Metin Bölümü:

Markaların Yaratıcı Sürdürülebilirlik Çalışmaları

Markaların Yaratıcı Sürdürülebilirlik Çalışmaları

Üretimin ve çeşitliliğin devamlılığı sağlanırken kaynakların gelecek nesillere aktarılabilmesi de çok değerli. Bu yüzden sürdürülebilirlik sıkça kulağımıza gelen ifadeler arasında. Son yıllarda gittikçe artan çevresel değişimlere karşı sürdürülebilirlik çalışmaları daha da önem taşımaya başladı. Bu sürdürülebilirlik çabalarına bireylerin ve toplumların yanında markaların konumlanması da çok heyecan verici. Sonuçta markaların sürdürülebilirlik için attığı her adım fark yaratmaya yönelik büyük destek oluşturuyor.

Veriler:
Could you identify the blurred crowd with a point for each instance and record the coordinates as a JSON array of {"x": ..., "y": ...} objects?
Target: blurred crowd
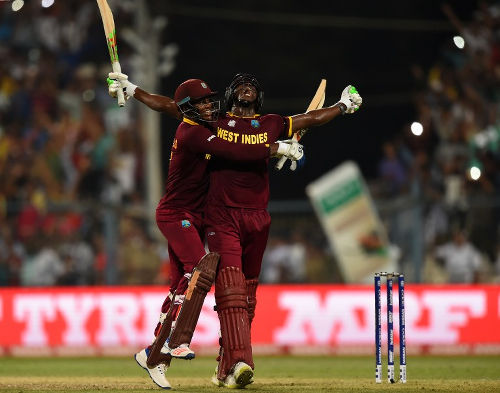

Görev Tanımı: Markaların sürdürülebilirlik çalışmalarını anlatan metni kaldığı yerden sürdürün.

Görev Yanıtı:
Özellikle tanınmış markaların bunu önemsemekte biraz geç kaldığını söylesek hata etmiş olmayız diye düşünüyoruz.🤭Ama sürdürülebilirliğe dair her çalışma bir kazanç. Bireyler ve toplumlar için fayda oluşturması, öncü olması, doğada fark yaratması…

Tabii markalar için sürdürülebilirlik çalışmaları yalnızca son aşamada hayat bulmuyor. Şirket politikaları veya üretim aşamaları da sürdürülebilirliğe uygun olarak ilerleyebiliyor. Zaten bu süreci bir bütün olarak benimsemiş markalara olan hayranlığımız da çok büyük. Mesela Loreal’in “Gezegen İçin” isimli sürdürülebilirlik çalışması kapsamlı ve detaylı bir örnek. Biliyoruz ki bu anlayışa önem veren farklı firmalar da benzer anlayışta çalışmalara imza atıyor.

Ama biz bu yazımızda biraz daha günceli ele almak istiyoruz. Küresel markaların direkt olarak reklamlarında kullandığı sürdürülebilirlik çalışmalarına baktık. Bu aralar özellikle küresel markalardan çıkan güncel ve sürdürülebilir uygulamalar için haydi yazının devamına.👇🏻

DeFacto

Defacto markaların sürdürülebilirlik çalışmaları içinde yaratıcı bir fikirle yer alıyor. Marka, ürünlerinde takılı olan etiketlerde sürdürülebilirlik yoluna gidiyor.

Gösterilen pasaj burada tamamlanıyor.